* ABOUT THIS EXERCISE: Every line of the entries with the word "blue" in it should be shown.

(Source records)
== == ==
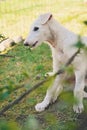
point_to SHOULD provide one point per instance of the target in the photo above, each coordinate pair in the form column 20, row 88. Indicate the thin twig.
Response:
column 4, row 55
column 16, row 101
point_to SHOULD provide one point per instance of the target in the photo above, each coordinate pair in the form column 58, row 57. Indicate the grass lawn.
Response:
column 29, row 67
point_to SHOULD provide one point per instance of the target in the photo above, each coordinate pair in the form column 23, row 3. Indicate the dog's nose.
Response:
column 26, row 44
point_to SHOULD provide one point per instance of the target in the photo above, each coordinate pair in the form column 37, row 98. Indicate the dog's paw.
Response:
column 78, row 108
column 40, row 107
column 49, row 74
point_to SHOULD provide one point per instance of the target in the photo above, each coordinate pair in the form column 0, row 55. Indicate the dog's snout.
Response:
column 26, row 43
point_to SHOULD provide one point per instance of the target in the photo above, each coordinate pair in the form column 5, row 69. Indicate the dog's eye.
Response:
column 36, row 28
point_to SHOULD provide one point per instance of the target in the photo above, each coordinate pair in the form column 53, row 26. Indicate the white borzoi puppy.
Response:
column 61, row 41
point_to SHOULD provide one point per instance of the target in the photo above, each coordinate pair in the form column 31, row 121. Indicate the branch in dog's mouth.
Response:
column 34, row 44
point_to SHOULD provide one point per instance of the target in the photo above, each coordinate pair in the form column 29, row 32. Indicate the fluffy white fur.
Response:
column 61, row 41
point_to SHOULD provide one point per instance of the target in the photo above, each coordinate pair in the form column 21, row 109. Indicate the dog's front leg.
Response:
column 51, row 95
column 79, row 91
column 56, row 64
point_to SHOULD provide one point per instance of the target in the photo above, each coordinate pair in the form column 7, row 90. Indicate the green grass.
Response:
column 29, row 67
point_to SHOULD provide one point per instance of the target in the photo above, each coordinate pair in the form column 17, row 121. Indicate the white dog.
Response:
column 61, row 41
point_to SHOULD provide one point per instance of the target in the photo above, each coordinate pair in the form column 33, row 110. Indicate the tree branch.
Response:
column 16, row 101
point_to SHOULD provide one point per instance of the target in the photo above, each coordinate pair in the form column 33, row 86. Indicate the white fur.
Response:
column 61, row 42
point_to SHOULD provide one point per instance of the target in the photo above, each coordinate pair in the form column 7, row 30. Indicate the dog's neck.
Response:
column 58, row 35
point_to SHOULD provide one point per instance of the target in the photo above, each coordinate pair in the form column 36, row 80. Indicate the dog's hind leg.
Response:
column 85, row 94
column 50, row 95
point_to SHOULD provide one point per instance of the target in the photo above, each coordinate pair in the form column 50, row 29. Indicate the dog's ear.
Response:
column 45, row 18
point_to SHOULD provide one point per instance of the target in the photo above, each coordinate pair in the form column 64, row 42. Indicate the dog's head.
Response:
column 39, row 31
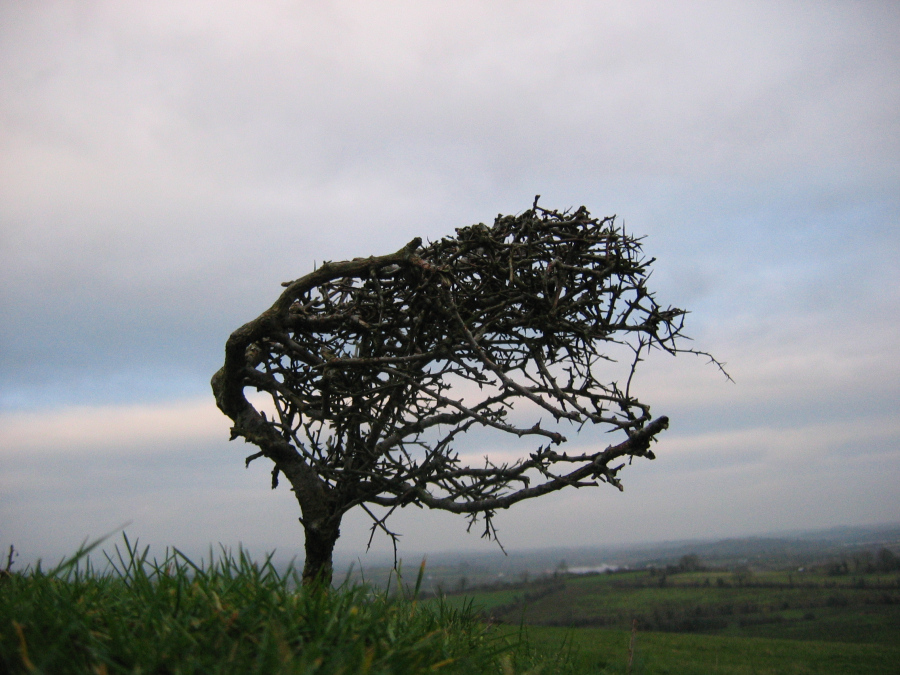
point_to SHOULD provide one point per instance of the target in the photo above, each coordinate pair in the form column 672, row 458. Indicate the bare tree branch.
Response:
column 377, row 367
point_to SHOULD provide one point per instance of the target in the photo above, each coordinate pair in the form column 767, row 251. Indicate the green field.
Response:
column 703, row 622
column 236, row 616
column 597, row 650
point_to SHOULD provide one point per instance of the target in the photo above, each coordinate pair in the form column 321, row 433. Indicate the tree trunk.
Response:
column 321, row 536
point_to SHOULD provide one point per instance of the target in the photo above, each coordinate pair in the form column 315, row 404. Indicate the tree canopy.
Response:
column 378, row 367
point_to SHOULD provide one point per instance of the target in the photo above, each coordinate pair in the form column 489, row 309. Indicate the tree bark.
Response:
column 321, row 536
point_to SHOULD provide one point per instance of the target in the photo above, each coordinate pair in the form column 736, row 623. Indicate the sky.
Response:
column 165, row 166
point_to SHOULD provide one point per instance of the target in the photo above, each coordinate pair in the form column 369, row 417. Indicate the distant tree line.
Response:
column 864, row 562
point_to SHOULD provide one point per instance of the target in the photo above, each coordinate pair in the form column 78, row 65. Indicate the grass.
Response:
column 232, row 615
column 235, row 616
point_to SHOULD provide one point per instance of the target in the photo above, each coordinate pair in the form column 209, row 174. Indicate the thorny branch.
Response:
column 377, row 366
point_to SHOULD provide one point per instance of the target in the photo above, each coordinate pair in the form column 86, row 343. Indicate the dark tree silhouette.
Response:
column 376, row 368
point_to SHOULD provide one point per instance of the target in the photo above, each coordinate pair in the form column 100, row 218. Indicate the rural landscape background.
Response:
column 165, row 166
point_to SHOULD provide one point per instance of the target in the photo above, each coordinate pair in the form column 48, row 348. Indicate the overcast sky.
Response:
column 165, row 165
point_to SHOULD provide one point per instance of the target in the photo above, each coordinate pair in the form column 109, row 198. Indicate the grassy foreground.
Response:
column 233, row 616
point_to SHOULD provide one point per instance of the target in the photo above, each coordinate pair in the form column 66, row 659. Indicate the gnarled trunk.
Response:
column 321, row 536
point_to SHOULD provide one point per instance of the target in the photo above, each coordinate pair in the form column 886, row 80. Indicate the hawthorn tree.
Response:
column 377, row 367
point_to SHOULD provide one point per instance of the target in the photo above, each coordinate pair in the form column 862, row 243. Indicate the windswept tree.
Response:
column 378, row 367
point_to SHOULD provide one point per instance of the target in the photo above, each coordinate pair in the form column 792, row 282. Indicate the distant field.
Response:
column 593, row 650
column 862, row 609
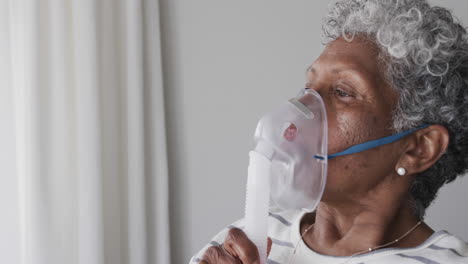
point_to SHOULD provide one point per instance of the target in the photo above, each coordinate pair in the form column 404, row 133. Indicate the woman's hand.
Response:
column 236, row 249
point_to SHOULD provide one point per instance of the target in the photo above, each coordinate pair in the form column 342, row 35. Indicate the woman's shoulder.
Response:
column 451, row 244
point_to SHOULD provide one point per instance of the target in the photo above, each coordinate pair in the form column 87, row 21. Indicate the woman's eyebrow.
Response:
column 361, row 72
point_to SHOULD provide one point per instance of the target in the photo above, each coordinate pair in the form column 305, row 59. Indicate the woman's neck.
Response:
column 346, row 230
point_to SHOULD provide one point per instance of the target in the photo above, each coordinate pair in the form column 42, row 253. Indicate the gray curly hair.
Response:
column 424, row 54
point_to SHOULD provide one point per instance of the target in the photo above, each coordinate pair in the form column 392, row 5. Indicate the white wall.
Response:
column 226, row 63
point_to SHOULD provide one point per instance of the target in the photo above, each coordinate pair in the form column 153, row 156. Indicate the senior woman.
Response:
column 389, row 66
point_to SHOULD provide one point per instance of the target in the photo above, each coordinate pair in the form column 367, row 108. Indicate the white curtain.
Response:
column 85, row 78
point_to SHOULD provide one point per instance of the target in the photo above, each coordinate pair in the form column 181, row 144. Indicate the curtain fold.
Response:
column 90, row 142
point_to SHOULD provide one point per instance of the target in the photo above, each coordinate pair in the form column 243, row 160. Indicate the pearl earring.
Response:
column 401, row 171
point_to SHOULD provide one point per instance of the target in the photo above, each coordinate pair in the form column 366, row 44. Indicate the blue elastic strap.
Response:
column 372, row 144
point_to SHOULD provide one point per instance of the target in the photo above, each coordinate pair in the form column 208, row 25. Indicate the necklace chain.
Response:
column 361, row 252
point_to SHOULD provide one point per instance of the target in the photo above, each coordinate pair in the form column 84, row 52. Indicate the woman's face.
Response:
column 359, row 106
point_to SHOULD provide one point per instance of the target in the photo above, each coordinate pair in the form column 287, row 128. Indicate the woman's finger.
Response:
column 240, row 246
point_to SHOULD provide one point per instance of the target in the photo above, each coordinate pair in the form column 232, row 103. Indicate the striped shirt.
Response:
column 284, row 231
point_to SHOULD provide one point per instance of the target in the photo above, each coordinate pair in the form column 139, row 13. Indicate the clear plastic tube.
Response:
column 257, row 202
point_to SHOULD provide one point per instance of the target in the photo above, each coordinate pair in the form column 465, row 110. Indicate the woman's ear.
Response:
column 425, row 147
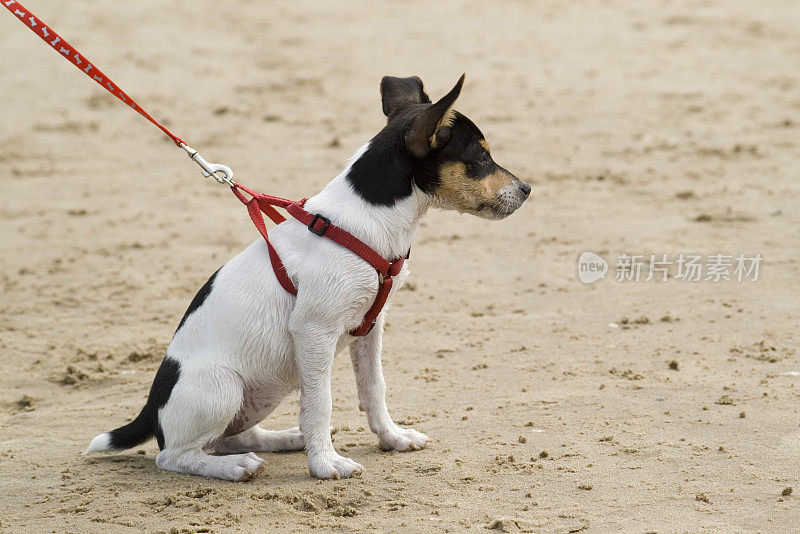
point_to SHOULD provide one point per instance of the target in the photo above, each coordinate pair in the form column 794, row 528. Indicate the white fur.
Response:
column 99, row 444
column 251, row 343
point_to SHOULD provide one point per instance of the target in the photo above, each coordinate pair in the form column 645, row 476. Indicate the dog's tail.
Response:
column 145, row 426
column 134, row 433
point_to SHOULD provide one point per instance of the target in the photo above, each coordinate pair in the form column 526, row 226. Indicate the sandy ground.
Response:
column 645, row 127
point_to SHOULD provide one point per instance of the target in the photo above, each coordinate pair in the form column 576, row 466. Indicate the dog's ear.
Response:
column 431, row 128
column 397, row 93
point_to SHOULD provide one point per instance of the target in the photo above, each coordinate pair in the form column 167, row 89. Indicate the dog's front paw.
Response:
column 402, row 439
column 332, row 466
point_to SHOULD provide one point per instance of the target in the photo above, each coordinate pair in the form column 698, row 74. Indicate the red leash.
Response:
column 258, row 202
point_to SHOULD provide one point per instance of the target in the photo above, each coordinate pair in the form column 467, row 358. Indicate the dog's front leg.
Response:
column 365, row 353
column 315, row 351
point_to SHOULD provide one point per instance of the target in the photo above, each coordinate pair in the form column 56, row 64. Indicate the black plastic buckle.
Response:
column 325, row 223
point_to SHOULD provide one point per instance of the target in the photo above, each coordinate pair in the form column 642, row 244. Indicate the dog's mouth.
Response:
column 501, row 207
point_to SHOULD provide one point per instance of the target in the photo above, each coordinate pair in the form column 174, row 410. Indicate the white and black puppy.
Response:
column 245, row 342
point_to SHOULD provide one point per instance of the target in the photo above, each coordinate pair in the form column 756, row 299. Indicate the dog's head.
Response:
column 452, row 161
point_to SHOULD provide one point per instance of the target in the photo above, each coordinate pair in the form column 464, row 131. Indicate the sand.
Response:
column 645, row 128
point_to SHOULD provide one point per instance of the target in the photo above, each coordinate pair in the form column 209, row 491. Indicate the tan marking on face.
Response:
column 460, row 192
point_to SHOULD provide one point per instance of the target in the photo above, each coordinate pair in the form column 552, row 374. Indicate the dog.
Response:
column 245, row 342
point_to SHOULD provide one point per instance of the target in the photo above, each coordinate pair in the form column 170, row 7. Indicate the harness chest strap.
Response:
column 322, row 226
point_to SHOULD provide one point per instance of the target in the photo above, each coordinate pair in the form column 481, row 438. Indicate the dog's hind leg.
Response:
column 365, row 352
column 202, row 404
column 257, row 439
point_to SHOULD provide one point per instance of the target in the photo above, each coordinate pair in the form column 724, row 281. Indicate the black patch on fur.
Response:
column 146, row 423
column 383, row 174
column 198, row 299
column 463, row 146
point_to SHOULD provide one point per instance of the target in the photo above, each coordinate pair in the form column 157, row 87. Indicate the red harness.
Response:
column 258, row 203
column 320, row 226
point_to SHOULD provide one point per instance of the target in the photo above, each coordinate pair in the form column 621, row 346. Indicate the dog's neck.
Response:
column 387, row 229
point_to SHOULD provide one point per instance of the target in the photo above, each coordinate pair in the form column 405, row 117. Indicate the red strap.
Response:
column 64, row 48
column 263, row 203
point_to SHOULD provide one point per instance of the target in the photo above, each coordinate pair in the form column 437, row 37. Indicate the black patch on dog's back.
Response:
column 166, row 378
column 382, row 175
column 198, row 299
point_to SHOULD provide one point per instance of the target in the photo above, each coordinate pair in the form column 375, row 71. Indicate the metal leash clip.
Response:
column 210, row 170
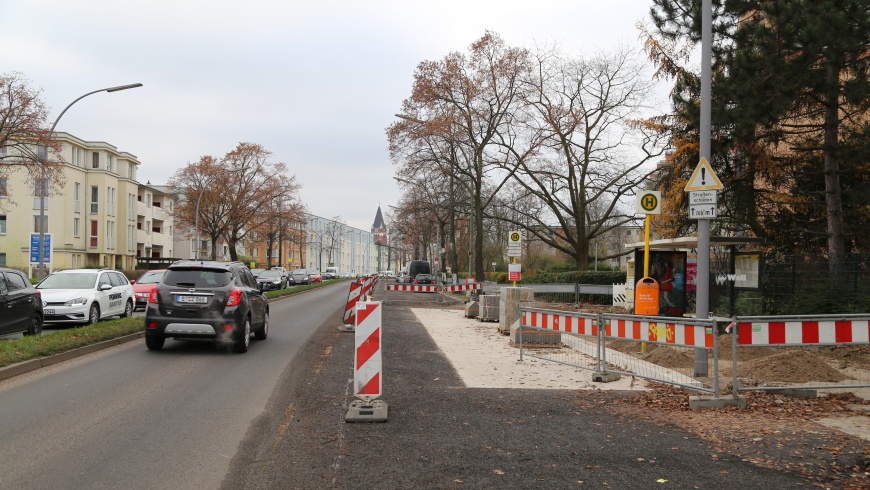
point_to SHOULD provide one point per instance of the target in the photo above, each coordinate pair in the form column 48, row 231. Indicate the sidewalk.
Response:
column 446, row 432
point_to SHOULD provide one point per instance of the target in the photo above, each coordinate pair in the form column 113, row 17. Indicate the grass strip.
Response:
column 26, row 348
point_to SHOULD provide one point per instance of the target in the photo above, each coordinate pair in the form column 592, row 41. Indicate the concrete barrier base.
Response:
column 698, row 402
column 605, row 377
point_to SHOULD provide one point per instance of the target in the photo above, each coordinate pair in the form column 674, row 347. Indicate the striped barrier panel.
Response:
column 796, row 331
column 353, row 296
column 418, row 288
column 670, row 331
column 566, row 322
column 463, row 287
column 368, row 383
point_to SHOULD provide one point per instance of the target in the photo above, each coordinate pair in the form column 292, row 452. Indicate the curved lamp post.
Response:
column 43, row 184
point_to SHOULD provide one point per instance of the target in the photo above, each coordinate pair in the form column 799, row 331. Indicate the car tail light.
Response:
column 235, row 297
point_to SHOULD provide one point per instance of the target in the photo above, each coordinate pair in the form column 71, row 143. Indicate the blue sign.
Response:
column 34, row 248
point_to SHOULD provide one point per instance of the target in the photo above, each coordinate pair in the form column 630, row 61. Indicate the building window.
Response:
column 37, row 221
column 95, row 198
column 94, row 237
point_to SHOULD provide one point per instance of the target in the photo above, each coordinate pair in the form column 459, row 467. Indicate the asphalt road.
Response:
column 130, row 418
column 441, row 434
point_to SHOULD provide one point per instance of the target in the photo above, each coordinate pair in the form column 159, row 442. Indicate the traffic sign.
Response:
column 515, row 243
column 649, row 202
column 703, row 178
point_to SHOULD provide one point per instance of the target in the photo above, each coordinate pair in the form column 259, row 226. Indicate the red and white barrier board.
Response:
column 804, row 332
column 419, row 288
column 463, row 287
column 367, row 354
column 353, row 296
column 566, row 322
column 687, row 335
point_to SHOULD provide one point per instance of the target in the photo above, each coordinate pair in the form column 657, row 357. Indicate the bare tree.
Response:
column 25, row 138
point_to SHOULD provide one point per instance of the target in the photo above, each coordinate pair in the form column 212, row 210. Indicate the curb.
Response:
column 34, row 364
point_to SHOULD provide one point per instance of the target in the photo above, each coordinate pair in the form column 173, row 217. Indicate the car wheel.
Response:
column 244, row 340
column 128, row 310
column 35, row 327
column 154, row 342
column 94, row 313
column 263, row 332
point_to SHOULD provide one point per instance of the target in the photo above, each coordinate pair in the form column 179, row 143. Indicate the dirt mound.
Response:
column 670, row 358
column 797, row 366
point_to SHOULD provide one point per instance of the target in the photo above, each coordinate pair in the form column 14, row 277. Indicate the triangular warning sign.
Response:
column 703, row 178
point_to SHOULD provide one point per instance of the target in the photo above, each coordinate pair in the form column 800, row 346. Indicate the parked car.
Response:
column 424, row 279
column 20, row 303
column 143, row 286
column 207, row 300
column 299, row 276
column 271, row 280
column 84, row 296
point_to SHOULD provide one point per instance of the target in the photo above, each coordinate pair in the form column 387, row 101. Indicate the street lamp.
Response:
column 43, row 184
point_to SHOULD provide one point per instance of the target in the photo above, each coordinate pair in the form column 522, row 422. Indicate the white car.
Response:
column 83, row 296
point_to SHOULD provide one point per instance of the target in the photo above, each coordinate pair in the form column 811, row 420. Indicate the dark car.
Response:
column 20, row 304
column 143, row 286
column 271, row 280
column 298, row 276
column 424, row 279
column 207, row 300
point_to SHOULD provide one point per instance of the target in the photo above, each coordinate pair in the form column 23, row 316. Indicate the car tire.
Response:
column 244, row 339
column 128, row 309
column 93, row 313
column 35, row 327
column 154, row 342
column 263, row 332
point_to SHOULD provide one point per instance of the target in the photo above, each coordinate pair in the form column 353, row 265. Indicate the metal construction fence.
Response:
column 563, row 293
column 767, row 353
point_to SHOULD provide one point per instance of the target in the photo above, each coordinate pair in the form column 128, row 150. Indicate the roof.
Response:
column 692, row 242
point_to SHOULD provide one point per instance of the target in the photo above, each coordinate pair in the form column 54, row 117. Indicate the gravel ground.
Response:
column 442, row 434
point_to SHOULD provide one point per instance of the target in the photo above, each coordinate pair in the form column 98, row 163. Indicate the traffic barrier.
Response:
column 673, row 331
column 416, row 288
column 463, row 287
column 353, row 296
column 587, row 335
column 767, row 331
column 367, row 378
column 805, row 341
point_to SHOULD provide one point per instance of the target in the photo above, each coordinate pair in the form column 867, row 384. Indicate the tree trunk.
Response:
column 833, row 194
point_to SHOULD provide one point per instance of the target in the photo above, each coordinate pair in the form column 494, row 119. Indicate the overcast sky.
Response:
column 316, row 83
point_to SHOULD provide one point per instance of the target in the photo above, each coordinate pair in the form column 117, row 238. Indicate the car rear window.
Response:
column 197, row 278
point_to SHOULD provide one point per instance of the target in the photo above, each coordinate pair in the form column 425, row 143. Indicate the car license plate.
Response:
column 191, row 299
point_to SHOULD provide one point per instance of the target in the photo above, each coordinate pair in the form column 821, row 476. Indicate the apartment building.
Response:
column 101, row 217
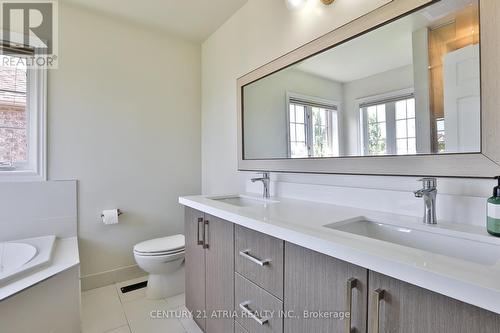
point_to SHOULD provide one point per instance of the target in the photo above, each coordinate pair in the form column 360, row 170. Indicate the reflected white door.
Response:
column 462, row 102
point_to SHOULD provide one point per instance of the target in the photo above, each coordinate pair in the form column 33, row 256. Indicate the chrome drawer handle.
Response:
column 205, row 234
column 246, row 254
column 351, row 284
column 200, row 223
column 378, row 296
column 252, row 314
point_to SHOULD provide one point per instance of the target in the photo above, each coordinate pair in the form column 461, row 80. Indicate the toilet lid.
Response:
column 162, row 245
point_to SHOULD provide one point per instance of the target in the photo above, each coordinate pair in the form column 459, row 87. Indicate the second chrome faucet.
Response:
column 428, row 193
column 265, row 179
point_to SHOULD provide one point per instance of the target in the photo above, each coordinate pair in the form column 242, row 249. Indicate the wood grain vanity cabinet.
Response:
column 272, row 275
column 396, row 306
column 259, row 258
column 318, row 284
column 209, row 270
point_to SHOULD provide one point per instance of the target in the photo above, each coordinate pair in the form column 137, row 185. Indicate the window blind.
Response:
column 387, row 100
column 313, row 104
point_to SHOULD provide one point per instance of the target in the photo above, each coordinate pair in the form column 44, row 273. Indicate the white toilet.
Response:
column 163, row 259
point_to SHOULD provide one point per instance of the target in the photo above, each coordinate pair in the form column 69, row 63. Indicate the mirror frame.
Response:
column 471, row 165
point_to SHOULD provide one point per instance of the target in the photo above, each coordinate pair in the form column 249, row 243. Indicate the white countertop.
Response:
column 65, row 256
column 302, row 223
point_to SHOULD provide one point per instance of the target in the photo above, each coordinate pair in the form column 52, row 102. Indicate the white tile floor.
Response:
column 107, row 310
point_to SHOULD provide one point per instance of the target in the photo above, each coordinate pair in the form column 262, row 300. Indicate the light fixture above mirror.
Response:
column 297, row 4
== == ==
* ANSWER BELOW:
point_to SHOULD provide one point per instance of the target in the photo above, each coordinate pair in the form column 366, row 44. Indicate the blue elastic strap.
point_to SHOULD provide one point per instance of the target in the photo above, each coordinate pair in the form column 71, row 143. Indicate the blue sign.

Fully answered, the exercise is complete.